Reproduce word for word the portion of the travel narrative about birds between "The body of" and "falling into decay.", inclusive.

++++ SUPPLIED TEXT

We found the coral-billed tinamou not uncommon in the wooded districts. They are essentially birds of the tree-covered regions and are difficult to secure on account of their terrestrial habits, and also owing to the fact that they adhere closely to the densest cover. I have on a number of occasions seen captive specimens, but they seem to not take kindly to the restricted life of a cage or aviary, and spent most of the time dashing wildly about, injuring themselves so seriously that they did not long survive.
A number of the birds of this locality are not included in the avifauna of Rosario de Lerma, but belong to the Chaco type, and I recognized some species which were common near Asuncion, Paraguay; among them a large blue jay and a brown-shouldered oriole.
Our next station was at Volcan. About the only attractive thing about this place was a great lake almost entirely surrounded by high hills, and teeming with water-fowl. The Quechua boy we had brought from Bolivia was the first to find the lake. He rushed back to us excitedly with the information that there was a large body of water near by with a huge, white duck on it; he had shot at the queer bird, that had a black neck, a number of times but failed to hit it. Fortunate for all of us that his marksmanship was poor! The “duck” was of course a black-necked swan belonging to the owner of the terrain, and its untimely demise would have cost us dearly. There were, however, hundreds of ducks; teals, ruddies, shovellers, and pintails; also, many coots, grebes, and rails.
The body of water had an area of over a square mile, and in its edges a tall fringe of cattails grew. Marsh-wrens and military flycatchers haunted these swaying green thickets, and grebes stole silently in and out of their ragged borders. There were many disused nests of coots and ducks; but while making our way through the high, tangled growth we came suddenly upon the nest of a giant grebe (Fulica gigantica); it consisted of a huge mass of reed stems, slightly concave on top, and extending about a foot above the water; in it were four pointed, brown eggs, heavily dotted with deep brown and black. This was apparently a second clutch, the first, perhaps, having been destroyed. There were scores of other nests, but all were empty and falling into decay.
We spent a busy day tramping about the borders of the hidden lake, watching the flocks of coming and departing ducks and bagging such as we needed—whenever a duck or cormorant plumped into the water Boyle swam out and got it; this was risky work that I did not encourage, as the water was ice cold and many fathoms deep, and the ensnaring under-water growths of reeds and cattail stems formed dense, slimy masses capable of holding a man who might become entangled in them until he became exhausted and drowned.
While at Volcan we stayed at the house of an Italian trader. He asked if we had any recent reports of the war, and then expressed the hope that it would last years longer, as he owned part interest in a copper-mine, and was receiving war prices for the much-needed metal. We decided not to accept his hospitality any longer and took the train to Tilcara. I have often met foreigners in South America (including some from the United States) who were representative of anything but the better class of citizens of their respective countries; it is unfortunate that many Latin Americans base their estimate of a people upon the appearance and doings of these few misguided and objectionable characters.
Ploughing at Rosario de Lerma.
Tilcara, showing the stream and valley and the snow-capped Andes in the distance.

++++++++
++++ STUDY MATERIAL

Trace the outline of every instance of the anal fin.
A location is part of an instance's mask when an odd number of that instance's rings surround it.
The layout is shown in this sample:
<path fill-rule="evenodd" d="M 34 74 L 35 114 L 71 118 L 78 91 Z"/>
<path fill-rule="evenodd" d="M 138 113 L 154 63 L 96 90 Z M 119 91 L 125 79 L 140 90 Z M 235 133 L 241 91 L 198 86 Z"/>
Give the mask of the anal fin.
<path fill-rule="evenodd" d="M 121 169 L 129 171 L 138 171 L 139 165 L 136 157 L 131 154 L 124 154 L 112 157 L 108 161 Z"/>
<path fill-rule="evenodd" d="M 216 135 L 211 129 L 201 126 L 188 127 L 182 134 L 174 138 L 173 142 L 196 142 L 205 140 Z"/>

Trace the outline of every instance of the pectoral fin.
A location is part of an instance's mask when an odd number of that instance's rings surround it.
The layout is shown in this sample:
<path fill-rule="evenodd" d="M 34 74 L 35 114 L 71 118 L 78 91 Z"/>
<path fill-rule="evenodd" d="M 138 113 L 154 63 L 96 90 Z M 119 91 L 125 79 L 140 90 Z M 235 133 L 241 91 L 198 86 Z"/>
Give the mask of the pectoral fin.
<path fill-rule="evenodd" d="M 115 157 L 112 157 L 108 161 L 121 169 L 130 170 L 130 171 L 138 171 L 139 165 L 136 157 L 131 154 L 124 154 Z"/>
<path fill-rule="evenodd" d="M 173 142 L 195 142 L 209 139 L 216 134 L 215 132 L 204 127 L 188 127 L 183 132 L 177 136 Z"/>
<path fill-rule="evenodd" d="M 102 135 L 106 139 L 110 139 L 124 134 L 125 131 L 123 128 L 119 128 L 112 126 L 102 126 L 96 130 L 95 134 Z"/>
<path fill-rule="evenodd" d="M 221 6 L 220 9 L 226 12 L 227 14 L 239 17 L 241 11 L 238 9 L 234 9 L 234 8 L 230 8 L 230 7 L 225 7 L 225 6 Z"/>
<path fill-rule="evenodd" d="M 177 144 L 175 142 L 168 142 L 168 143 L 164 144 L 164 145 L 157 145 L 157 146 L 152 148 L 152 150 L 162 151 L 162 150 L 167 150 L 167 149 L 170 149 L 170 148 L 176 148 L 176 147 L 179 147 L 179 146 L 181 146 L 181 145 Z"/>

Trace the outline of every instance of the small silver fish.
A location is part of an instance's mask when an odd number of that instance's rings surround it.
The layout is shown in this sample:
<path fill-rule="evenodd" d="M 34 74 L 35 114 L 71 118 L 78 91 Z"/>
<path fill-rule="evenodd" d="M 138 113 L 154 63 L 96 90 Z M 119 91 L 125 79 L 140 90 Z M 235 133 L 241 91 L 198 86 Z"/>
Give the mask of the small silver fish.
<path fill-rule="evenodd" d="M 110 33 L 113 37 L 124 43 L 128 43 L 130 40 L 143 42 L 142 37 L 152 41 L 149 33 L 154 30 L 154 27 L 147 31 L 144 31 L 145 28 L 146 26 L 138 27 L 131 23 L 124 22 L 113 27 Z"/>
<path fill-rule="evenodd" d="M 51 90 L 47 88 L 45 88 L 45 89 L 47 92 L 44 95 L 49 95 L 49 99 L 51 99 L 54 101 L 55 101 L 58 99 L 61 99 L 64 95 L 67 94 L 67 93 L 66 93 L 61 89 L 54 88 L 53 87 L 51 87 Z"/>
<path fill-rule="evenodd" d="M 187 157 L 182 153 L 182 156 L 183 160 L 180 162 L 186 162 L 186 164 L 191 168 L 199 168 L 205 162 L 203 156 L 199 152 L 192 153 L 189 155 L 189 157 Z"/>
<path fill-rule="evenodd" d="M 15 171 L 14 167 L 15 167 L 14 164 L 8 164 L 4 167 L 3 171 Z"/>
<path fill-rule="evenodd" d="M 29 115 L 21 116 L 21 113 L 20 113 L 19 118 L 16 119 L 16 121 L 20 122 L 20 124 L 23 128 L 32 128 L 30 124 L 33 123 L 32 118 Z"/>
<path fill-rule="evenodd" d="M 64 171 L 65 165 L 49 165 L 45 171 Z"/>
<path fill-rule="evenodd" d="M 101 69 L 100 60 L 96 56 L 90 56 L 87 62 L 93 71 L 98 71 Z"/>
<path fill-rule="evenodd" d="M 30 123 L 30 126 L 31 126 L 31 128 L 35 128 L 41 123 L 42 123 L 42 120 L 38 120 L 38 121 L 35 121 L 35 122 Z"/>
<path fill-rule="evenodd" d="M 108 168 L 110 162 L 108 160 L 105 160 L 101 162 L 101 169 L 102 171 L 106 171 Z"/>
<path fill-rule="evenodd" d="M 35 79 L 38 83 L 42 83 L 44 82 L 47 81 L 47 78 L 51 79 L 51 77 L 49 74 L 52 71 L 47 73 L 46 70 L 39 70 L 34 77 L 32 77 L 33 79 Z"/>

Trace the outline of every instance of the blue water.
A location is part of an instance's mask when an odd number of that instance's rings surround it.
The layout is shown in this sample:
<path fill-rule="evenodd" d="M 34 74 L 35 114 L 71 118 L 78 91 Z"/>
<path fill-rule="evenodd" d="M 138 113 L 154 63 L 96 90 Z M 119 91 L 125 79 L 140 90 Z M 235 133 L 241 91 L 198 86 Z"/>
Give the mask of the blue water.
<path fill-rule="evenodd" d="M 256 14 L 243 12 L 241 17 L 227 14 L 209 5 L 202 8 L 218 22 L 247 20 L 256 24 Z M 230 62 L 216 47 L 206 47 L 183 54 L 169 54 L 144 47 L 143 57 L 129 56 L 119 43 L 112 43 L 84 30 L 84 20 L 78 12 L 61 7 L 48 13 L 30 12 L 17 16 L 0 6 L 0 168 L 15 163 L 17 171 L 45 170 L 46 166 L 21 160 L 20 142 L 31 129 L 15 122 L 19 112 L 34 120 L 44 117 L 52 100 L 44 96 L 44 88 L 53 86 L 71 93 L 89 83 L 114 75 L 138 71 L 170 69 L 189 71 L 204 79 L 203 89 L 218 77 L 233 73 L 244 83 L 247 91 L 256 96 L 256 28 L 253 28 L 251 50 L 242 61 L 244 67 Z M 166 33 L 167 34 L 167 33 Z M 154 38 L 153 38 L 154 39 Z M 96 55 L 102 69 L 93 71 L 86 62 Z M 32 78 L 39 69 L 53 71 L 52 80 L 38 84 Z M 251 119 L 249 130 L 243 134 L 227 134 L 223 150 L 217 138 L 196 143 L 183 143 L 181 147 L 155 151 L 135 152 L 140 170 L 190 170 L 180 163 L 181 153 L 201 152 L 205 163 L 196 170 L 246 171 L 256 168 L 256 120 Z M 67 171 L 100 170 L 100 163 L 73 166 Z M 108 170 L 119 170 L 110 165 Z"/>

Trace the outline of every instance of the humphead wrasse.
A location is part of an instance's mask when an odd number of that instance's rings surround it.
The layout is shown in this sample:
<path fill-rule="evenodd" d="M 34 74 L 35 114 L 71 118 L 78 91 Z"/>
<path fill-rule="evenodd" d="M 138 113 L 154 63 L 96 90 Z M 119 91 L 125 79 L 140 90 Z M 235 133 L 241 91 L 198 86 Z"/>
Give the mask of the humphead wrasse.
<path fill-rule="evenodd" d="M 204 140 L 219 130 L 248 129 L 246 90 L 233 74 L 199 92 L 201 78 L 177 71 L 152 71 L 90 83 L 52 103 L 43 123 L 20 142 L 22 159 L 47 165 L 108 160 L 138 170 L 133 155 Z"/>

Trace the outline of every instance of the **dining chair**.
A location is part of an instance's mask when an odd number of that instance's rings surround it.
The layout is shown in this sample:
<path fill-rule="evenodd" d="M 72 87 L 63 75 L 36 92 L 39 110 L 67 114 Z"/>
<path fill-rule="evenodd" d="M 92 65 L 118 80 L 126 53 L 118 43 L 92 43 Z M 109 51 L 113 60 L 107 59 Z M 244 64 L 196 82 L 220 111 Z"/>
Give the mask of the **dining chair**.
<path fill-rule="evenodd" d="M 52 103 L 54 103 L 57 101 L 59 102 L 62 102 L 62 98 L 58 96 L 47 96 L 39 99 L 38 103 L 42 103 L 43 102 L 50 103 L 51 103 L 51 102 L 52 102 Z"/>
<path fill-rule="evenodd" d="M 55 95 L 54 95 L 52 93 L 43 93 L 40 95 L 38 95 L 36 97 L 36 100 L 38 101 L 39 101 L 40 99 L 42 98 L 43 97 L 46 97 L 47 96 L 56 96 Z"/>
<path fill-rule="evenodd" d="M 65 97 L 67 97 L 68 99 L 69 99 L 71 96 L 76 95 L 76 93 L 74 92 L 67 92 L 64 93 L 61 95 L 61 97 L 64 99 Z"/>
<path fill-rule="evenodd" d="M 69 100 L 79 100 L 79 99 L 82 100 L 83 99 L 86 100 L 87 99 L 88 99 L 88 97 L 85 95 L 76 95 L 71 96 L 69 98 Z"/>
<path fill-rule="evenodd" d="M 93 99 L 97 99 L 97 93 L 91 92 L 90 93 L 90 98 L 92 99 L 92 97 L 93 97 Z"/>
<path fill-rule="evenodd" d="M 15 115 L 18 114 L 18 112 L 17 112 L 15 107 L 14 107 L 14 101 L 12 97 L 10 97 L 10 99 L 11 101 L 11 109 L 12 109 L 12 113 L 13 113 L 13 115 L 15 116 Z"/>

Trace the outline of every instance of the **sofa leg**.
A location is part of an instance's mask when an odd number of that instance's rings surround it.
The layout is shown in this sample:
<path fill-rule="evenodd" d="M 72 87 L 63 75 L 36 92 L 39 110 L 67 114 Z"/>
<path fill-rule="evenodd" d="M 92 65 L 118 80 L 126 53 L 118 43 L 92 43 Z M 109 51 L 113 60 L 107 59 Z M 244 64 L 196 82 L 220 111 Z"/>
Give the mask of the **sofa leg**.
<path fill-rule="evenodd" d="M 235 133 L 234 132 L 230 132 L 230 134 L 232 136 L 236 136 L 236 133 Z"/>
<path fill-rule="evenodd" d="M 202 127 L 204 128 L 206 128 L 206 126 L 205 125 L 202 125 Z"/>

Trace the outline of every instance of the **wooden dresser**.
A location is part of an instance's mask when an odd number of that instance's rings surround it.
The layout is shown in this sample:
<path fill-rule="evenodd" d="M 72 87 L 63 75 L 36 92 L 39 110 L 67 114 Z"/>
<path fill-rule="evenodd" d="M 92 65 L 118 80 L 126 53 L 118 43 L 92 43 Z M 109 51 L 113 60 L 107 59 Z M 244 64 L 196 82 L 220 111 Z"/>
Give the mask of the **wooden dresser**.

++++++++

[EXERCISE ANSWER]
The body of water had an area of over a square mile, and in its edges a tall fringe of cattails grew. Marsh-wrens and military flycatchers haunted these swaying green thickets, and grebes stole silently in and out of their ragged borders. There were many disused nests of coots and ducks; but while making our way through the high, tangled growth we came suddenly upon the nest of a giant grebe (Fulica gigantica); it consisted of a huge mass of reed stems, slightly concave on top, and extending about a foot above the water; in it were four pointed, brown eggs, heavily dotted with deep brown and black. This was apparently a second clutch, the first, perhaps, having been destroyed. There were scores of other nests, but all were empty and falling into decay.